++++ TEXT BLOCK

Nice! - All our Drive-In's closed in the '70's. Well - Around Ottawa anyways - Steve


----------



## Reckers

Steve, I'm not surprised. With the coming of Beta, VHS, movies on television and DVD's, theaters of any type were hard-pressed to stay profitable. In many cases, the edge-f-town locations where they were built became valuable business or residential properties as the cities grew and engulfed them. I suspect the further south you go, the more drive-in theaters remain in operation. They have a longer season and generally speaking, lower labor operating costs. Bubba will work the projector for a six-pack and a family-sized bag of pork rinds!


----------



## Steve441

That's what happened here Man - The real estate value went up and tons of land was developed into Condo Townhouses! I live in one of those close to where a Drive-In theater was! - Cheers - Steve


----------



## tjcruiser

Reckers said:


> By the way, those drive-ins? We used to have lots of them around Louisville. When I was a kid, there was a flat price for a carload to get in. I have 9 brothers and sisters, so when the eldest sister got her license, we were set for the summer.


Classic! In one of those old station wagons with the rear flip-up seat, I bet!

We have 2 or 3 long-closed drive-ins here in RI. Ironically, the property is sitting in disarray ... no other commercial or real estate development over the years, as far as I know.

As I said above, I've never been to one, but I would sure like to experience the fun with my kids someday, if the opportunity were around.

Nostalgia that never was, in my book ...

TJ


----------



## Xnats

Looking good Reck :thumbsup: What do you mean get back to the S Scale stuff :laugh: Everyone should have to model N Scale for one month. This way when something does not fit because there is not enough room or it is just too small to handle. Everyone will be an expert in their Scale and know exactly how to handle them little things  :laugh: 

I don't think we have one around me. The one in Wall has a office building on it, which went up in the 90's  We do still have a curb serve  http://www.flickr.com/photos/[email protected]/4345935842/


----------



## Big Ed

tjcruiser said:


> Reck,
> 
> The marquee looks great!
> 
> I'm jealous, of course ... I've never been to a real drive in ... never ...
> 
> TJ





tjcruiser said:


> Classic! In one of those old station wagons with the rear flip-up seat, I bet!
> 
> We have 2 or 3 long-closed drive-ins here in RI. Ironically, the property is sitting in disarray ... no other commercial or real estate development over the years, as far as I know.
> 
> As I said above, I've never been to one, but I would sure like to experience the fun with my kids someday, if the opportunity were around.
> 
> Nostalgia that never was, in my book ...
> 
> TJ


You guy's didn't learn anything from my Jersey thread.

THE FIRST DRIVE-IN THEATER IN AMERICA, WAS IN NEW JERSEY.:thumbsup:
http://inventors.about.com/library/weekly/aa980121.htm

TJ YOU CAN BUILD ONE NOW, DID YOU WIN THE LOTTERY? 336 million!:thumbsup:
WINNING TICKET WAS SOLD AT YOUR STOP AND SHOP. NEWPORT,RI.

Whoops caps on.....When I was a young whippersnapper I had no less then 10 drive-ins in a 30 mile radius.

Many fond memories!:thumbsup:

LEN...why are you building them, I thought it was her suitcase project?

++++++++
++++ GIVEN INFORMATION

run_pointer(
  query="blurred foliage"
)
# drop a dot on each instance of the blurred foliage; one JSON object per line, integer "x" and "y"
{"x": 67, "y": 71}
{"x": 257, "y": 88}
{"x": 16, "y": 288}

++++++++

* TASK
According to the drive-in theater thread, why does Reckers suspect that more drive-in theaters stay open the farther south you go? Answer in one to three sentences.

* RESPONSE TO THIS EXERCISE
Reckers says that drive-ins farther south have a longer season. Their labor operating costs are also generally lower.